__Direction A__
Summarize the excerpt about Mr. Biden in two sentences.

__Excerpt__
┄┄┄┄┄┄┄┄┄┄
His name has been invoked frequently in recent days, mainly by Republicans, for leading the 1991 hearings when an all-male, all-white Judiciary Committee aggressively questioned Anita Hill about claims that Judge Thomas sexually harassed her. The hearings have long been a source of discomfort with Mr. Biden among Democrats who remember the process.
And he’s even been canceling recent events, likely to avoid answering more embarrassing questions:
Mr. Biden and his aides have issued multiple statements accusing Republicans of taking his past remarks and actions out of context to bolster their defense of Judge Kavanaugh. But he has largely stayed on the margins of the current Supreme Court fight, and last week scrapped a trip to South Carolina and Georgia that would have overlapped with Dr. Blasey and Judge Kavanaugh’s testimony, though aides said that was not the reason for the cancellation.
┄┄┄┄┄┄┄┄┄┄
Rows from a dataset
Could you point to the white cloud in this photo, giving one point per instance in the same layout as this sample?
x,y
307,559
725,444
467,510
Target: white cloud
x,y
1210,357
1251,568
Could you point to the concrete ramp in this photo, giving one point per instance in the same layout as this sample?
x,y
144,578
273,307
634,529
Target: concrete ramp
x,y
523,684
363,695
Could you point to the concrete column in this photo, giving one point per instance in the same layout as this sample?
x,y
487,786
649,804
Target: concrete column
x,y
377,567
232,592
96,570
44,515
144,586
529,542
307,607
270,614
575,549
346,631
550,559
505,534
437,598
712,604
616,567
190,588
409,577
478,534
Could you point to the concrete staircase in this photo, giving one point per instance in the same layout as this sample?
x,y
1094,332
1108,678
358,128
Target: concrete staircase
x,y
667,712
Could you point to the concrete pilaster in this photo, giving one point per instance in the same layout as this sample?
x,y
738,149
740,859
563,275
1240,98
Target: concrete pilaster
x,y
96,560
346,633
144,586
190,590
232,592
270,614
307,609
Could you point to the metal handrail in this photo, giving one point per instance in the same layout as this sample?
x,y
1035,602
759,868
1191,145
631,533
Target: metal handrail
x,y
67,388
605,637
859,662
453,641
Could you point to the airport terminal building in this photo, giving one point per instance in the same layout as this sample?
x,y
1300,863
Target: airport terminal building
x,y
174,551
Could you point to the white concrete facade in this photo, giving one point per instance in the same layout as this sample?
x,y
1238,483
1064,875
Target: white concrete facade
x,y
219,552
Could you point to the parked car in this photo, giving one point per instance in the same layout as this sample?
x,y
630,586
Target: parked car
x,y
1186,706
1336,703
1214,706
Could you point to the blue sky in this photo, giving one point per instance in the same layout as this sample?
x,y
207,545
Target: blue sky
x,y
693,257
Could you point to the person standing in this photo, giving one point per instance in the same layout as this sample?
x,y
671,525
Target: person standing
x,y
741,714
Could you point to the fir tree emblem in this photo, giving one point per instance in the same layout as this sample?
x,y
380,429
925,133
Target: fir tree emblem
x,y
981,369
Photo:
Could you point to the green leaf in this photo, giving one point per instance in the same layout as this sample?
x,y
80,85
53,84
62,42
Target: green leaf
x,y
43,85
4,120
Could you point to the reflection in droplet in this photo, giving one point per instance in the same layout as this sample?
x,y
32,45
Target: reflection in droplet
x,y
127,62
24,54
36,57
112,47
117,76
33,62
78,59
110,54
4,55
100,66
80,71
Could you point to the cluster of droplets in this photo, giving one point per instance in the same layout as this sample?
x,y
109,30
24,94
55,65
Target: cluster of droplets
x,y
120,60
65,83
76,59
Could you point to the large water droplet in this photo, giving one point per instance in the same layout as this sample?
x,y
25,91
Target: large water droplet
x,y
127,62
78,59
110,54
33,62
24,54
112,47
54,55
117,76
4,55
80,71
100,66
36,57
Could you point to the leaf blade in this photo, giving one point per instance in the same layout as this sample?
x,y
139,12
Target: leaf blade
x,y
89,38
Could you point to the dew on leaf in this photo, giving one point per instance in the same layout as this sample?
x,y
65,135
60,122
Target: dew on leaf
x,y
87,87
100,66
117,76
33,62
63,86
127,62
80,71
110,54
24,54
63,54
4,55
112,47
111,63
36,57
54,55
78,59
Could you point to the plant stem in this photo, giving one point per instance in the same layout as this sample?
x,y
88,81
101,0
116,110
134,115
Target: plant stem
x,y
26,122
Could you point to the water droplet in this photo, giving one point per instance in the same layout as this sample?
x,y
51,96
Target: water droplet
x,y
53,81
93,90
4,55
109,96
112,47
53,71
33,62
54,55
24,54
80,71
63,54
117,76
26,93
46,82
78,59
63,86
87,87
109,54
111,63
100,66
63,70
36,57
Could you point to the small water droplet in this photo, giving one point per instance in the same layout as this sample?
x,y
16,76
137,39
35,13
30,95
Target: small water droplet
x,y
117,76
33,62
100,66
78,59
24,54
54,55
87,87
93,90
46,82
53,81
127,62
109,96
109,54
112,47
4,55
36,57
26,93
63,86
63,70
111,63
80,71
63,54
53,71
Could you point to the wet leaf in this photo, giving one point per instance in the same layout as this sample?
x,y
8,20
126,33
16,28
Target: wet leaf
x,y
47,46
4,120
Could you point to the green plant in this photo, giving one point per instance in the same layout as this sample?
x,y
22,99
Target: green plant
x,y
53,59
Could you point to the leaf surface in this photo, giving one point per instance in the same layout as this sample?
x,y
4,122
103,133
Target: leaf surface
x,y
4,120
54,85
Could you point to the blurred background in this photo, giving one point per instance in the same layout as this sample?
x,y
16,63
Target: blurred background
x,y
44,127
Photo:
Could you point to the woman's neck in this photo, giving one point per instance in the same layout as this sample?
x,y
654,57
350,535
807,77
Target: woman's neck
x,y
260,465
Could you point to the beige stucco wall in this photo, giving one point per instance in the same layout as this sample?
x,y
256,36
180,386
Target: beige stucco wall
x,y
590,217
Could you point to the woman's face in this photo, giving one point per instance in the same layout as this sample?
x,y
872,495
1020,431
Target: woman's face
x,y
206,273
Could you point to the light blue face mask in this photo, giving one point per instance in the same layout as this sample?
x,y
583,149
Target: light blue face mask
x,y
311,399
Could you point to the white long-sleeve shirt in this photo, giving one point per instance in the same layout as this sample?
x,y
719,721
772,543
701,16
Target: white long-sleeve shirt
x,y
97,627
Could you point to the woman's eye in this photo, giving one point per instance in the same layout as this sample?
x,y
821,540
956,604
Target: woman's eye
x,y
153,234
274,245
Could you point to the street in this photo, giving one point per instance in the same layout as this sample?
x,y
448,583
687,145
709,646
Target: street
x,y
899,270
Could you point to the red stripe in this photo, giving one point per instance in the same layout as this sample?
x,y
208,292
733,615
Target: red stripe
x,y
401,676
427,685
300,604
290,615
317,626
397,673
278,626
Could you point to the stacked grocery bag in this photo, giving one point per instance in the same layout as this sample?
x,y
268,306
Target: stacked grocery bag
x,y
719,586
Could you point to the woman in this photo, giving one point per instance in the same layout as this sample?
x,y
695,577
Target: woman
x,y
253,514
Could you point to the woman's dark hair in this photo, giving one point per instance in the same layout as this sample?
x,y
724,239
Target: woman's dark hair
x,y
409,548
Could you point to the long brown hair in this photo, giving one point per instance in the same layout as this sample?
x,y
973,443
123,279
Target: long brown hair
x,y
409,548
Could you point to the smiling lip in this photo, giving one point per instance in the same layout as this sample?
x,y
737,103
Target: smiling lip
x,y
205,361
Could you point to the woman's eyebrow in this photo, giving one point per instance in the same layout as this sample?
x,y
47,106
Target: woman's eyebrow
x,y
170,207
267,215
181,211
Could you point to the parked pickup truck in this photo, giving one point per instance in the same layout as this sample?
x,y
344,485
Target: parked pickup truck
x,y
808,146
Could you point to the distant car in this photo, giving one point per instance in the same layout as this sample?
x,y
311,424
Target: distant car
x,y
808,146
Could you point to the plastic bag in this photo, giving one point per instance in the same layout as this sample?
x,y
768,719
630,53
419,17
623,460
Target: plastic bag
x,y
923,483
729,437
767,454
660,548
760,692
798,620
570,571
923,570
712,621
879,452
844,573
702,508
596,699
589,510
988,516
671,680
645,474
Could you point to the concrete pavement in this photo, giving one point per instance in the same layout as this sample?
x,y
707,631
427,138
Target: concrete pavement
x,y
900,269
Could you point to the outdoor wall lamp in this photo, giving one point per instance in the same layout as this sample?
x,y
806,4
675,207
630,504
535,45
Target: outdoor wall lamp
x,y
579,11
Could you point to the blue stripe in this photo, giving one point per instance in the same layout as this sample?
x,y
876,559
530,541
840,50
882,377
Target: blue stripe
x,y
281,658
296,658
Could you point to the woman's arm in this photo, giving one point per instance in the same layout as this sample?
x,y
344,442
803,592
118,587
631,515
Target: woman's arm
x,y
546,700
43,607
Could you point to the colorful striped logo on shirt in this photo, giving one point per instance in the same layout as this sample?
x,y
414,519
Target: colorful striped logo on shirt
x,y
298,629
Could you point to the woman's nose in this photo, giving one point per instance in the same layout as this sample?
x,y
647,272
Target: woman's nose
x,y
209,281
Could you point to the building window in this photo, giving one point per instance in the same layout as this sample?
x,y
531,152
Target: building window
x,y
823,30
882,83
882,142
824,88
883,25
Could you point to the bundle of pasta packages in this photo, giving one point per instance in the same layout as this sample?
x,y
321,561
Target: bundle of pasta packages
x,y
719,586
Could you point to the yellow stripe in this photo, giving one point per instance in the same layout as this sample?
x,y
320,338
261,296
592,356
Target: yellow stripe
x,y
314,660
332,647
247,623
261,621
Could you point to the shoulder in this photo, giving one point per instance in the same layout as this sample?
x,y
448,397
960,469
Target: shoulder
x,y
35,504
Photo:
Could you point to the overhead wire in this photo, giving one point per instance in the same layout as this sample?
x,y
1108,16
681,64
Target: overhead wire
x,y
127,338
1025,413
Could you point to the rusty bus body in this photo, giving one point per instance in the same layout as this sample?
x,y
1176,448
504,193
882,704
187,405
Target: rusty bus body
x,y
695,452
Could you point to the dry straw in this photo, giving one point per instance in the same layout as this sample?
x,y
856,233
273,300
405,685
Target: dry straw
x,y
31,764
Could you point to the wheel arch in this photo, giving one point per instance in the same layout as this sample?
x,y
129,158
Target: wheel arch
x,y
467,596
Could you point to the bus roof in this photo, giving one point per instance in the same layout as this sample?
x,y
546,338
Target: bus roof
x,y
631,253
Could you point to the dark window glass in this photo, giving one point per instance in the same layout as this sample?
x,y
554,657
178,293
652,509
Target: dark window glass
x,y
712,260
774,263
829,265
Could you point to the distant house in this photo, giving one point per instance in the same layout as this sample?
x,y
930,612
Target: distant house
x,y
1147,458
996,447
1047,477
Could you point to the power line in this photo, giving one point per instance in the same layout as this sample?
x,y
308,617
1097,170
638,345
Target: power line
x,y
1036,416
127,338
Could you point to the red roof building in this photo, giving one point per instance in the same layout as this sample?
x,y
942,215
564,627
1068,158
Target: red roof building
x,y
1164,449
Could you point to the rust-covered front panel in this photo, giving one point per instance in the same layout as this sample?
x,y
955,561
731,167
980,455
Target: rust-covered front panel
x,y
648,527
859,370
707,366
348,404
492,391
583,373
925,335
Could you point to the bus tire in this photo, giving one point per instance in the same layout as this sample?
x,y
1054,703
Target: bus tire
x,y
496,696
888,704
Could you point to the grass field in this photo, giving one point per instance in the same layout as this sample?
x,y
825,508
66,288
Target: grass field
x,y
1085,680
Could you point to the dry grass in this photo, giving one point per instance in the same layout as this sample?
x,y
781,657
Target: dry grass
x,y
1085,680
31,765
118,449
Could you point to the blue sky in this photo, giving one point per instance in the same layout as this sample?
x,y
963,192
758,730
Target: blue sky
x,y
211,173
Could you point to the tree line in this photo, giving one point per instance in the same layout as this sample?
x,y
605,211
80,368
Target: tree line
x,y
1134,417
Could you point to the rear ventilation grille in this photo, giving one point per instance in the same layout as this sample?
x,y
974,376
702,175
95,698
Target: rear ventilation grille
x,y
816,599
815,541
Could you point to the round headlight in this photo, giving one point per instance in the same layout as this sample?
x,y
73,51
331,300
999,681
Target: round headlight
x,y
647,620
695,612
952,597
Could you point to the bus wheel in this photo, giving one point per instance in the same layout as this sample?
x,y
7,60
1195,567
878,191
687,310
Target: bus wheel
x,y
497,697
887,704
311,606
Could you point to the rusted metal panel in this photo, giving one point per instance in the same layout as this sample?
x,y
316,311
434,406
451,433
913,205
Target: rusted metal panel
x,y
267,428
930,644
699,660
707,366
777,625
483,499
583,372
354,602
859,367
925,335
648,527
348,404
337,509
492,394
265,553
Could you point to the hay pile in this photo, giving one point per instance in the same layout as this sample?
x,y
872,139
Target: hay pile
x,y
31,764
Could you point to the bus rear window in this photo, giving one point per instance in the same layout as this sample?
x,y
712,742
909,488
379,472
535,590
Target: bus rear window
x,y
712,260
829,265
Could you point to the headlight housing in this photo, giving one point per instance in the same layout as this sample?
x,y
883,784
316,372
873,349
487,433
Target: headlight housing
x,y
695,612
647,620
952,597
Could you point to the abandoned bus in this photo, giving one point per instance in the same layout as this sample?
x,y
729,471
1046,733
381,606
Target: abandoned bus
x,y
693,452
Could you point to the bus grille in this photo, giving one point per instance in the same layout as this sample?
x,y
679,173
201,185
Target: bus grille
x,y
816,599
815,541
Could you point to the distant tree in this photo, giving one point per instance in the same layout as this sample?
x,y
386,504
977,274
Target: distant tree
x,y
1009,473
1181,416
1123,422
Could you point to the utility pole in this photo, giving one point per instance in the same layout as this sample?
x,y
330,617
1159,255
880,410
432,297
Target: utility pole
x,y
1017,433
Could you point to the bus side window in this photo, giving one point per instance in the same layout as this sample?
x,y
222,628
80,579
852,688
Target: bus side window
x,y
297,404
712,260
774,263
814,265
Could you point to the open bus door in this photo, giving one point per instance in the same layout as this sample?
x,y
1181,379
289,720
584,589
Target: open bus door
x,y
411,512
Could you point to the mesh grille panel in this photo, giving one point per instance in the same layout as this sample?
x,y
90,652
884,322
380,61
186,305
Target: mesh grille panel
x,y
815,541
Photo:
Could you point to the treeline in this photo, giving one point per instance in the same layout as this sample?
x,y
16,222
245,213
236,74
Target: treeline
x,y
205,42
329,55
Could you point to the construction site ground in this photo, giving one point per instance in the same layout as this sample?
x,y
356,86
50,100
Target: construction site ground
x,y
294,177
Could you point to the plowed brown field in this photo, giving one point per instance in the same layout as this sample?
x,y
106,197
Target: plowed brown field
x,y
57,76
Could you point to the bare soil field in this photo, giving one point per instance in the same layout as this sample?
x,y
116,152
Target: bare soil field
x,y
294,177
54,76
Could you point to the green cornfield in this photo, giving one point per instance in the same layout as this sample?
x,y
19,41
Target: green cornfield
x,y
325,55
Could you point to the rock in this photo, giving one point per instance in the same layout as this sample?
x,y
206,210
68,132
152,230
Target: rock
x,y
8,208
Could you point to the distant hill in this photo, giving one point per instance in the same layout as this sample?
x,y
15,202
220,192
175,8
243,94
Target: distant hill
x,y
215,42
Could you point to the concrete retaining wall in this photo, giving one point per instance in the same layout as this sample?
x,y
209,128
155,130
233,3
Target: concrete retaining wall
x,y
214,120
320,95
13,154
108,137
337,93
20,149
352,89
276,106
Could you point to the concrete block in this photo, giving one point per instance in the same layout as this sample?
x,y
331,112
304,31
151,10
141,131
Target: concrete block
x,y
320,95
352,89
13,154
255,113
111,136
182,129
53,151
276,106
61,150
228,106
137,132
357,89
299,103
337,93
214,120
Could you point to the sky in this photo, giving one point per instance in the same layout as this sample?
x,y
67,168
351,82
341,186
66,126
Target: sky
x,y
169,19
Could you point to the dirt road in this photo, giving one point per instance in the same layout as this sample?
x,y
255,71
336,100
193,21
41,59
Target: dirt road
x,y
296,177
┄┄┄┄┄┄┄┄┄┄
__Direction B__
In the listing, replace "layout" with "format" in the lines starting with the line that contains "Could you point to the green cornfield" and going on through the end of the listing. Give back only those lines, changing nothing else.

__Full solution A__
Mr. Biden's name has been invoked frequently in recent days, mainly by Republicans, because he led the 1991 hearings in which an all-male, all-white Judiciary Committee aggressively questioned Anita Hill about her claims that Judge Thomas sexually harassed her. He and his aides have accused Republicans of taking his past remarks and actions out of context to defend Judge Kavanaugh, but he has largely stayed on the margins of the current Supreme Court fight and scrapped a trip to South Carolina and Georgia that would have overlapped with the testimony, though aides said the overlap was not the reason.

__Full solution B__
Could you point to the green cornfield in this photo, giving one point per instance in the same format as this sample?
x,y
19,41
Target: green cornfield
x,y
325,55
Could you point to the rock in this photo, giving one point per instance in the same format as this sample?
x,y
206,210
68,132
152,230
Target: rock
x,y
8,208
Could you point to the distant hill in this photo, giving one point per instance in the same format as this sample?
x,y
15,202
220,192
175,8
243,94
Target: distant hill
x,y
215,42
Could you point to the concrete retaining wall in this photo, giving one point per instance in the same format as this sample?
x,y
209,128
155,130
233,3
Target: concrete retaining wall
x,y
214,120
320,95
13,154
108,137
337,93
20,149
352,89
276,106
Could you point to the concrete block in this photo, giving one point per instance in the same format as this sample?
x,y
331,112
304,31
151,10
141,131
Target: concrete block
x,y
320,95
352,89
13,154
255,113
111,136
182,129
53,151
276,106
61,150
228,106
137,132
357,89
299,103
337,93
214,120
Could you point to the sky in this photo, giving one point per instance in the same format as this sample?
x,y
67,168
351,82
341,186
66,126
Target: sky
x,y
169,19
Could you point to the dirt road in this photo, giving one point per instance in the same format as this sample?
x,y
255,71
336,100
193,21
41,59
Target: dirt road
x,y
296,177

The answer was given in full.